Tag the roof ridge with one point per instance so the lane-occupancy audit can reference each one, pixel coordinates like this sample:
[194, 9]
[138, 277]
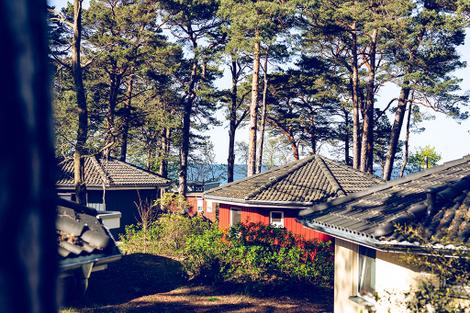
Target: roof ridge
[104, 176]
[251, 177]
[138, 168]
[329, 175]
[297, 164]
[380, 187]
[352, 169]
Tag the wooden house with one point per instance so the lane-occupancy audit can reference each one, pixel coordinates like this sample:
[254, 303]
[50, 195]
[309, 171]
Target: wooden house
[112, 185]
[370, 274]
[196, 201]
[276, 196]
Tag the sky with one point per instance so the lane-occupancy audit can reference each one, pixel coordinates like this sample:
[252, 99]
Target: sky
[451, 139]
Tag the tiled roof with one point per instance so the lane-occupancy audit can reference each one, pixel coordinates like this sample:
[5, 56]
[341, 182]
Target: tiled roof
[436, 201]
[110, 173]
[81, 236]
[303, 182]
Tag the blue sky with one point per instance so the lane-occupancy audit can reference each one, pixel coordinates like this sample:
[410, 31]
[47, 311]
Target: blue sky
[451, 139]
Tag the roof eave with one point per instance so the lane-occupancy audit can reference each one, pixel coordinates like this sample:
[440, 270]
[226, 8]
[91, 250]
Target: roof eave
[372, 242]
[100, 187]
[96, 261]
[257, 203]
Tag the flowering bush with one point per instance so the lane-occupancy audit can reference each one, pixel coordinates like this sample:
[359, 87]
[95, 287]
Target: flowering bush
[259, 253]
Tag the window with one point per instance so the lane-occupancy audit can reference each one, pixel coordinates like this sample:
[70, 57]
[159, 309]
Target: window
[276, 218]
[366, 285]
[209, 206]
[96, 205]
[235, 216]
[200, 204]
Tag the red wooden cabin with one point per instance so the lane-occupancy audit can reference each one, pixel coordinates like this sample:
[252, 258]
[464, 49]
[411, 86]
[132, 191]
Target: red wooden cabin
[276, 196]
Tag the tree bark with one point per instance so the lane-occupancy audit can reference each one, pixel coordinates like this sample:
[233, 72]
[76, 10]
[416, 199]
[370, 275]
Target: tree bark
[82, 131]
[367, 147]
[407, 139]
[254, 109]
[355, 101]
[233, 122]
[184, 150]
[126, 120]
[165, 148]
[263, 114]
[111, 113]
[28, 266]
[346, 137]
[395, 132]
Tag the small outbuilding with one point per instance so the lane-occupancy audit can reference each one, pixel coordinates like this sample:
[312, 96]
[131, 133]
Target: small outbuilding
[112, 186]
[369, 246]
[85, 244]
[276, 196]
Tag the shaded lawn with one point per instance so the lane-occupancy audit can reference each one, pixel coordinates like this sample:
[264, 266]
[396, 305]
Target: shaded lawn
[147, 283]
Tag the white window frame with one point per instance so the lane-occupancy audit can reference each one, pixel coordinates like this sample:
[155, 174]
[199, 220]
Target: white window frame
[368, 258]
[209, 206]
[200, 204]
[231, 215]
[279, 225]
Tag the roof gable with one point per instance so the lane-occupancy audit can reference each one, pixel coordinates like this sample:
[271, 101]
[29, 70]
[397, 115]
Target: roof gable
[303, 182]
[109, 173]
[436, 200]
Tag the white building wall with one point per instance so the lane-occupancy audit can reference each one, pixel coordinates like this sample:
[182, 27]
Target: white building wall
[393, 278]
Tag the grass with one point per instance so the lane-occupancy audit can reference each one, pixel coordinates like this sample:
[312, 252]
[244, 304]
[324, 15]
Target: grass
[147, 283]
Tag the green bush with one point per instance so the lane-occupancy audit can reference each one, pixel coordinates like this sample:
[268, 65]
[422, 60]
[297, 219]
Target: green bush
[251, 254]
[256, 253]
[167, 235]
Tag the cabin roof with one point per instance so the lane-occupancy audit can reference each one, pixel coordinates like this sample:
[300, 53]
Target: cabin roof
[109, 173]
[300, 183]
[81, 236]
[436, 201]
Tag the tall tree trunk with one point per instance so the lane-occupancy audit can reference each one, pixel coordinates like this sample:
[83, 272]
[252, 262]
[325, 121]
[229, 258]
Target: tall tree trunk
[346, 137]
[111, 114]
[367, 147]
[165, 151]
[294, 146]
[313, 142]
[355, 101]
[263, 114]
[184, 150]
[395, 132]
[125, 126]
[407, 137]
[254, 108]
[82, 131]
[28, 266]
[233, 122]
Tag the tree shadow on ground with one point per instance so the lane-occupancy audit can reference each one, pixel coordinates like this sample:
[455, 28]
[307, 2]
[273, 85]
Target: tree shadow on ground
[147, 283]
[133, 276]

####

* _Exercise_:
Please reproduce the records above exactly, leaving out every picture.

* _Response area_:
Tag the roof ridge with one point per instance so the lane-occupancy audit can reference each one, pixel coordinates like this sample:
[194, 9]
[138, 277]
Target: roof ridge
[104, 176]
[251, 177]
[138, 168]
[329, 175]
[297, 164]
[380, 187]
[352, 169]
Tag the wooden house with one point per instance so the lane-occupancy audit can reference each one, pixel coordinates like this sample:
[254, 303]
[50, 195]
[309, 171]
Target: wooden house
[112, 185]
[370, 274]
[196, 201]
[276, 196]
Tag the sky with one point per instance so the lane-occupancy audit can reference each one, pixel coordinates like this sample:
[252, 99]
Target: sky
[451, 139]
Tag the tiled roof with one point per instance so the lane-occupancy audit can reference each one, pixel coordinates like this sample:
[5, 56]
[341, 182]
Target: tiled roof
[436, 201]
[110, 173]
[81, 236]
[303, 182]
Tag the blue sky with one point per instance so the lane-occupancy audit can reference each one, pixel coordinates like this sample:
[410, 31]
[47, 311]
Target: blue sky
[451, 139]
Tag the roof eave with one point per instance so the lane-occupancy audit can reference each one, pixel coordinates like this sample:
[440, 270]
[226, 8]
[91, 250]
Target: roof eave
[372, 242]
[100, 187]
[96, 261]
[257, 203]
Tag the flowering bush with one point per instance so the lane-occupancy audit can reference each one, pixel coordinates like this sample:
[359, 87]
[95, 287]
Target: flowering bush
[259, 253]
Tag the window with one point per instance so the lane-occupancy audit can reference each one, pixel coordinates like this sample:
[70, 57]
[159, 309]
Target: window
[276, 218]
[366, 285]
[209, 206]
[96, 205]
[235, 216]
[200, 204]
Tag the red wooden cabin with one point per instance so the lane-occupancy audit can reference each one, pixel coordinates like this sample:
[252, 258]
[464, 49]
[411, 86]
[132, 191]
Target: red wooden cabin
[276, 196]
Tag the tree bark with one point per instance so the lane-occupancy audit can reference each one, pixel coordinates like this sample:
[233, 72]
[76, 10]
[416, 199]
[370, 275]
Target: tree bark
[82, 131]
[367, 147]
[407, 139]
[254, 109]
[355, 101]
[233, 122]
[184, 150]
[126, 120]
[165, 148]
[263, 114]
[111, 113]
[28, 266]
[346, 137]
[395, 132]
Tag the small outbuilding with one point per instance so the lane-occupancy audit can reference each one, pixel coordinates like this sample:
[312, 96]
[131, 133]
Target: small outbuilding
[112, 186]
[369, 246]
[85, 244]
[276, 196]
Tag the shaded lawn with one point per instance so the lane-occupancy audit can reference each one, pixel coordinates like this sample:
[264, 266]
[396, 305]
Target: shaded lawn
[147, 283]
Tag the white window frame with one point per instance so the lane-occupancy audit can reference each one, pixel coordinates like this sample:
[155, 174]
[199, 220]
Target: white window frame
[368, 258]
[209, 206]
[200, 204]
[231, 215]
[279, 225]
Tag the roof gable with one point per instance so the lane-occupancy audit can reference each one, pixel coordinates like this sample:
[271, 101]
[29, 70]
[397, 115]
Target: roof gable
[303, 182]
[109, 173]
[436, 200]
Tag the white building wall with one point per instance so the lane-occupancy audit can reference each one, pixel coordinates like this sample:
[182, 27]
Target: white building wall
[393, 278]
Tag the grass with one point per instance so the lane-occupancy audit can reference each one, pixel coordinates like this sample:
[312, 252]
[244, 304]
[324, 15]
Target: grass
[147, 283]
Tag the green bush with one point per instance so the lane-occupancy audit can reference each one, pixel coordinates like this sample:
[268, 65]
[422, 60]
[297, 219]
Target: green bush
[251, 254]
[256, 253]
[167, 235]
Tag the cabin roof with one point per instance so the lane-occupancy audit can reference each one, pixel coordinates like this sample:
[300, 53]
Target: cabin roof
[109, 173]
[300, 183]
[81, 236]
[436, 201]
Tag the tall tree trunk with one point per instance so the lane-occupancy audit can reference each one, pixel coordinates like this sample:
[83, 272]
[252, 262]
[325, 121]
[229, 258]
Target: tall tree trunk
[346, 137]
[111, 114]
[367, 147]
[165, 151]
[294, 146]
[313, 142]
[355, 101]
[263, 114]
[184, 150]
[395, 132]
[125, 126]
[407, 137]
[254, 108]
[82, 131]
[28, 266]
[233, 122]
Tag the tree shadow on ground with one point per instance so the lane-occupancy audit can reference each one, pixel coordinates like this sample:
[455, 28]
[307, 2]
[273, 85]
Target: tree shadow on ground
[147, 283]
[133, 276]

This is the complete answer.